:: Aim ::
Rewrite the material below with "frieze" replaced by "cornice" and everything else unchanged. Omit the pictures from your answer.
┌──
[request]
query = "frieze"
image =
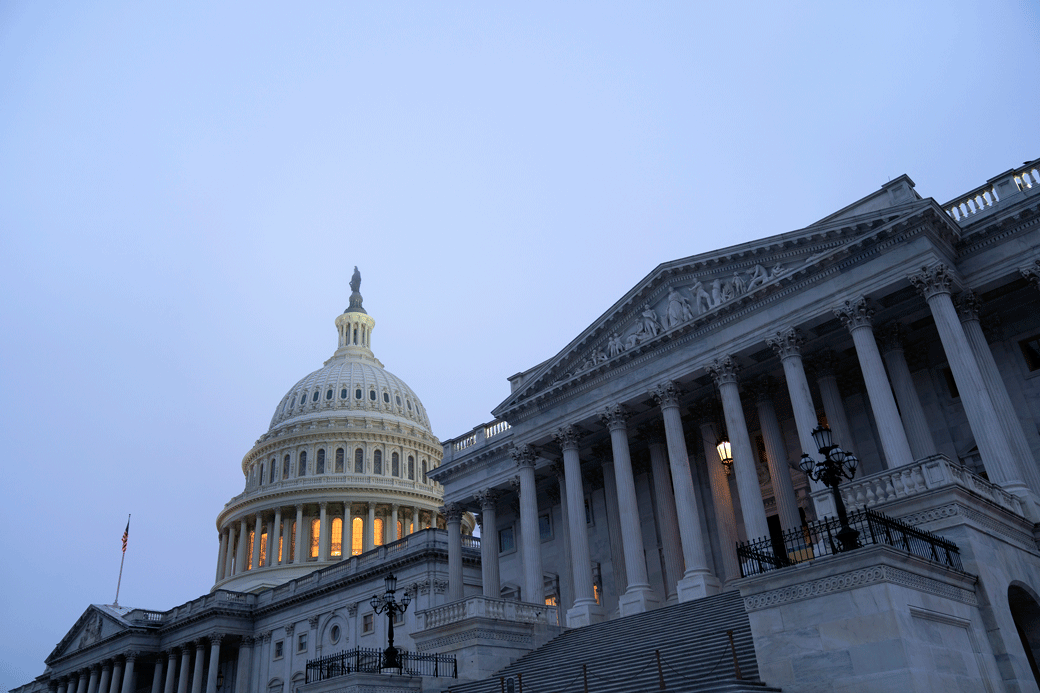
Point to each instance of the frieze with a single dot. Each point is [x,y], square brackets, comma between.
[855,580]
└──
:: Complete answer ::
[request]
query = "cornice"
image =
Point to each instance of the cornice with a single dot. Each point is [x,y], square brackets, comma between.
[855,580]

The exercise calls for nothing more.